• **Task to complete**:
Update all the records below by replacing "Target" with "Object" and leaving everything else unchanged. Omit the pictures from your output.

• **Data supplied**:
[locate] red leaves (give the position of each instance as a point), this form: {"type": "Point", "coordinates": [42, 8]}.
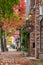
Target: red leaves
{"type": "Point", "coordinates": [19, 19]}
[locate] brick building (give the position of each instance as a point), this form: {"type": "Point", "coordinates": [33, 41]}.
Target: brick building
{"type": "Point", "coordinates": [36, 36]}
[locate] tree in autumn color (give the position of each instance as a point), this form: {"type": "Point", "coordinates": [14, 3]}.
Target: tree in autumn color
{"type": "Point", "coordinates": [18, 17]}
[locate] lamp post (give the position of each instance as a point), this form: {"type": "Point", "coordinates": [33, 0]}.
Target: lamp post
{"type": "Point", "coordinates": [1, 37]}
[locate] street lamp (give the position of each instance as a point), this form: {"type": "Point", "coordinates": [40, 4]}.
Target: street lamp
{"type": "Point", "coordinates": [1, 36]}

• **Expected answer**:
[locate] red leaves (give the position of each instance as a point), this form: {"type": "Point", "coordinates": [42, 8]}.
Object: red leaves
{"type": "Point", "coordinates": [19, 19]}
[locate] brick building (give the position of each instance as a point), this form: {"type": "Point", "coordinates": [33, 41]}.
Object: brick building
{"type": "Point", "coordinates": [36, 36]}
[locate] tree in autumn color (give the position of each instance as a point), this form: {"type": "Point", "coordinates": [14, 3]}.
Object: tree in autumn color
{"type": "Point", "coordinates": [18, 17]}
[locate] lamp post (give the position of each instance as a point), this form: {"type": "Point", "coordinates": [33, 0]}.
Object: lamp post
{"type": "Point", "coordinates": [1, 37]}
[locate] street lamp (give the position of each instance as a point), this form: {"type": "Point", "coordinates": [40, 4]}.
Object: street lamp
{"type": "Point", "coordinates": [1, 36]}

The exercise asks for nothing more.